## Problema posto 1
Trascrivi parola per parola il passo del brano sulla civiltà cittadina che va da "Due sono i principali" fino a "di diventare cristiana." compreso.
## Problema posto 2
Le seguenti affermazioni concordano con il brano sulla civiltà cittadina? Per ognuna rispondi sì o no e cita esattamente le parole del testo che lo stabiliscono. (a) Le donne erano ammesse nell'agorà della polis greca. (b) L'Università di Bologna nacque nel 1088. (c) Nel 1500 l'Inghilterra aveva un'incidenza della popolazione urbana del 9,5%.

Due sono i principali modelli di ordine sociale nati e diffusi in Occidente: il modello della polis greca e quello della civitas romana. Quest’ultima, a differenza della prima, è un tipo di società includente di tipo universalistico e ciò nel senso che l’organizzazione sociale è tale che tutti devono poter essere accolti nella città, sotto l’unica condizione che se ne rispettino le leggi e i principi fondamentali del vivere comune. Non così nella polis greca, alla cui agorà (piazza) non erano ammesse le donne, né i servi, né gli incolti. Quello della polis greca fu dunque un modello di ordine sociale escludente. Come è stato detto, Roma fu cattolica (cioè, letteralmente, universale) prima ancora di diventare cristiana.
È sul fondamento valoriale della civitas che, a far tempo dalla rinascita dell’XI secolo (il secolo del cosiddetto “risveglio europeo”), prende avvio in Italia il modello della civiltà cittadina, una delle più straordinarie innovazioni sociali nella storia dell’umanità. La ripresa della vita culturale, emblematicamente espressa dalla nascita dell’Università a Bologna nel 1088, per un verso, e il successo straordinario della Rivoluzione Commerciale, per l’altro verso, sono all’origine del nuovo ordine sociale centrato sulla “città”. Non però la metropoli capitale di imperi, come erano state Roma o Costantinopoli, luoghi del potere centralistico e crocevia di etnie diverse. Ma la città-comunità di uomini liberi che si autogovernano mediante istituzioni appositamente create, che si attornia di mura per tutelarsi da chi non merita la pubblica fiducia. Lo stesso spazio urbano è disegnato in modo da rendere visibile e da favorire lo sviluppo degli assi portanti della nuova convivenza: la piazza centrale intesa come agorà, la cattedrale, il palazzo del governo, il palazzo dei mercanti e delle corporazioni, il mercato come luogo delle contrattazioni e degli scambi, i palazzi dei ricchi borghesi, le chiese che ospitano le confraternite (si veda il contributo, veramente notevole, di Marino Berengo, L’Europa delle città. Il volto delle società urbane europee tra il Medioevo e l’Età Moderna, Einaudi, Torino, 1999).
Era entro questi luoghi, tutt’altro che virtuali, che venivano coltivate quelle virtù che definiscono una società propriamente civile: la fiducia, la reciprocità, la fraternità, il rispetto delle idee altrui, la competizione di tipo cooperativo. Questo impianto della città è qualitativamente diverso sia da quello dei villaggi agricoli, spesso un mero agglomerato di case senza un’urbanistica che rinviasse a pratiche di autogoverno, sia da quello dei villaggi annessi ai castelli dei signori feudatari. La cifra della città-comunità non è tanto la più grande dimensione, quanto piuttosto la capacità di realizzare coesione sociale e di esprimere un’autonomia politica ed economica. Nel Trecento, nell’Italia centro-settentrionale, dove il modello di civiltà cittadina ha trovato facile diffusione, si contavano già 96 città con più di cinquemila abitanti – 53 delle quali con più di diecimila abitanti – con un’incidenza del 21,4% sul totale della popolazione ivi residente, a fronte di un’incidenza europea del 9,5%. Solamente i Paesi Bassi riuscirono ad imitare celermente il modello italiano, mentre l’Inghilterra ancora nel 1500 aveva un’incidenza della popolazione urbana pari a solo il 4,6%.

## Voci estratte

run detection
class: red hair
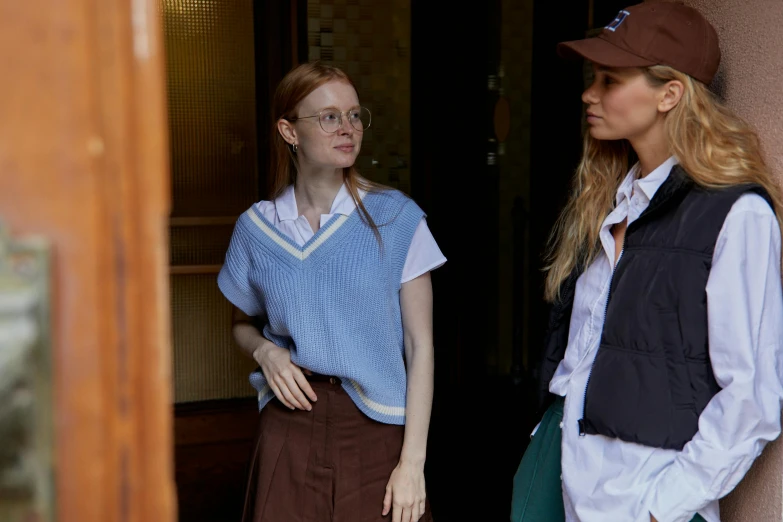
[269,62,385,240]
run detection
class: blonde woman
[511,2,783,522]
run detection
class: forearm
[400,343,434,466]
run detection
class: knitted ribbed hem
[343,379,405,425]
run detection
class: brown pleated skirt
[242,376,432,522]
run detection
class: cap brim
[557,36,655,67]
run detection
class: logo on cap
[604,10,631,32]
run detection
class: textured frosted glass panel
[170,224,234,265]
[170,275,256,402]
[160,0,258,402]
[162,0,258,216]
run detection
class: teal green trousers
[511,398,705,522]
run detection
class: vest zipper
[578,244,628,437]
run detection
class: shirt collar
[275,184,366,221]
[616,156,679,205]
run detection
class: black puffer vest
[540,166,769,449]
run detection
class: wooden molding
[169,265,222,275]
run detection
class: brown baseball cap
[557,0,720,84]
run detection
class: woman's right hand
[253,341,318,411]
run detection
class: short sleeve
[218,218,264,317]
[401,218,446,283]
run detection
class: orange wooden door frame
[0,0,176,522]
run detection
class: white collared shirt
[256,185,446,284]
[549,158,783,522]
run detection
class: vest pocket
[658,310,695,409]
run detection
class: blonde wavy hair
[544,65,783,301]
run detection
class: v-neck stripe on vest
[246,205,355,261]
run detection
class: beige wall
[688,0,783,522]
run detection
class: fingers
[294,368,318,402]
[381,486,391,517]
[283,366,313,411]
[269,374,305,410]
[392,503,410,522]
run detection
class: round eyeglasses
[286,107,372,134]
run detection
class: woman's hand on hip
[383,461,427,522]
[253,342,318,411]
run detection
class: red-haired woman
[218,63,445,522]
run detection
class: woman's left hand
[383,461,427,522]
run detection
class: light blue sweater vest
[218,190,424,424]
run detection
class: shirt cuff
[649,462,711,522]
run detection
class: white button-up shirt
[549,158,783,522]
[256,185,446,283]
--
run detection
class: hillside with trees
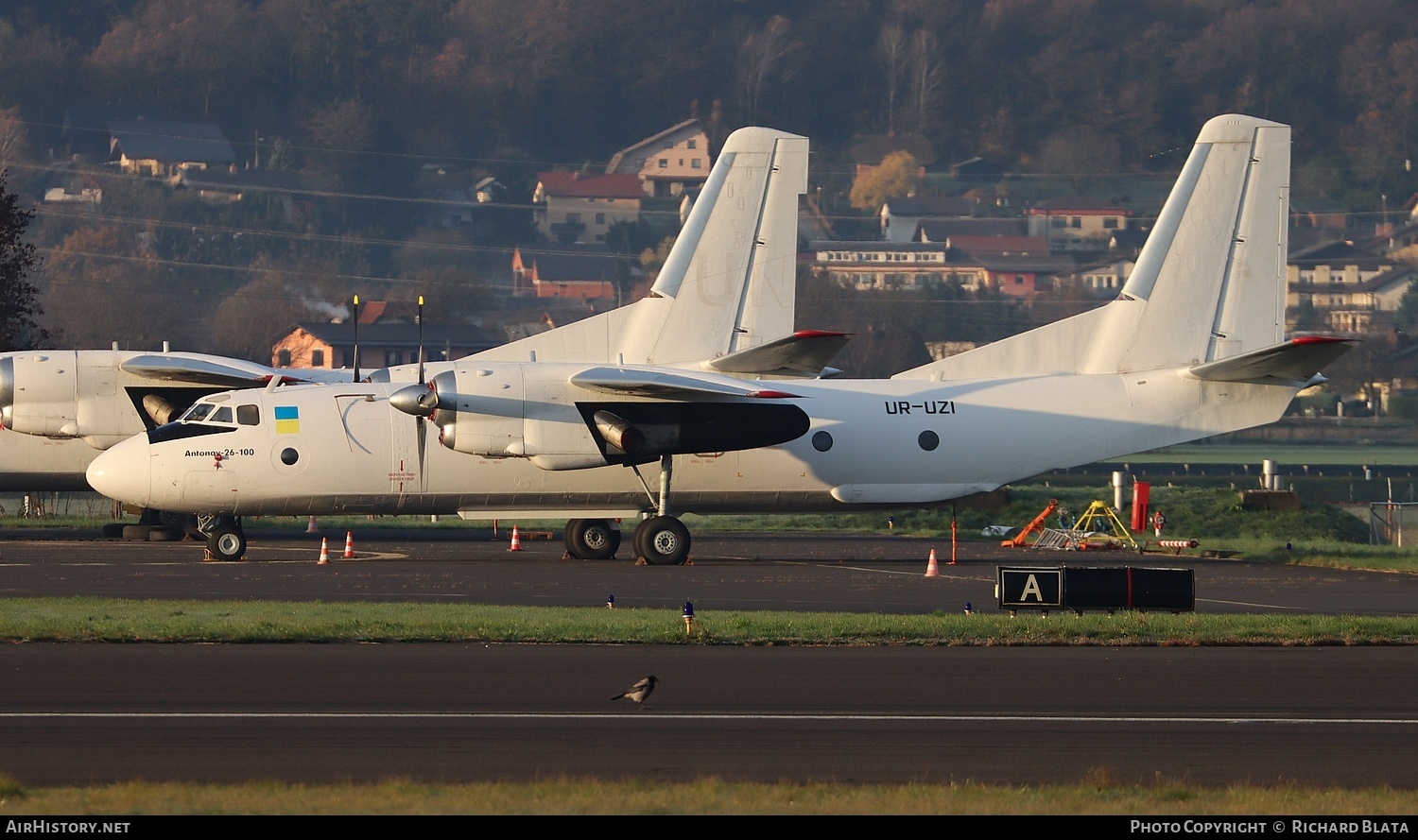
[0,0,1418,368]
---
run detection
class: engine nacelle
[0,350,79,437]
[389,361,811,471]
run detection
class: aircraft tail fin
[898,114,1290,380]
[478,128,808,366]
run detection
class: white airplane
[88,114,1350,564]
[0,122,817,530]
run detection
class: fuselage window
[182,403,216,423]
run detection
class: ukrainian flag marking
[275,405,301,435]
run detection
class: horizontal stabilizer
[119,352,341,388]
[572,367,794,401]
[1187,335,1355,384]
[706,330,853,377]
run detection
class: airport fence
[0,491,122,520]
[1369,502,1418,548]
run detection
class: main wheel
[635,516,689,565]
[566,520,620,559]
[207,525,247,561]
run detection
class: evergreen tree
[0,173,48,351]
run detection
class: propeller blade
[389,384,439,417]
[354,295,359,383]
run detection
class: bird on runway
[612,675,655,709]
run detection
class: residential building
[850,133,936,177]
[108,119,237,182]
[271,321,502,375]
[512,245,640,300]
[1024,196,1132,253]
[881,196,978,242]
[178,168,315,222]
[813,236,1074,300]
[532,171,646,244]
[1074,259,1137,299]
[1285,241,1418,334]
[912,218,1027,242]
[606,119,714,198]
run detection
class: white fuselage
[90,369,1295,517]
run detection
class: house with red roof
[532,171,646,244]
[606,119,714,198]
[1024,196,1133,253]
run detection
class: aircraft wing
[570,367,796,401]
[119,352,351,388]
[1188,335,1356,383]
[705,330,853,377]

## Risultato corretto 1
Due sono i principali modelli di ordine sociale nati e diffusi in Occidente: il modello della polis greca e quello della civitas romana. Quest’ultima, a differenza della prima, è un tipo di società includente di tipo universalistico e ciò nel senso che l’organizzazione sociale è tale che tutti devono poter essere accolti nella città, sotto l’unica condizione che se ne rispettino le leggi e i principi fondamentali del vivere comune. Non così nella polis greca, alla cui agorà (piazza) non erano ammesse le donne, né i servi, né gli incolti. Quello della polis greca fu dunque un modello di ordine sociale escludente. Come è stato detto, Roma fu cattolica (cioè, letteralmente, universale) prima ancora di diventare cristiana.

## Risultato corretto 2
(a) No: "alla cui agorà (piazza) non erano ammesse le donne, né i servi, né gli incolti".
(b) Sì: "la nascita dell’Università a Bologna nel 1088".
(c) No: "l’Inghilterra ancora nel 1500 aveva un’incidenza della popolazione urbana pari a solo il 4,6%".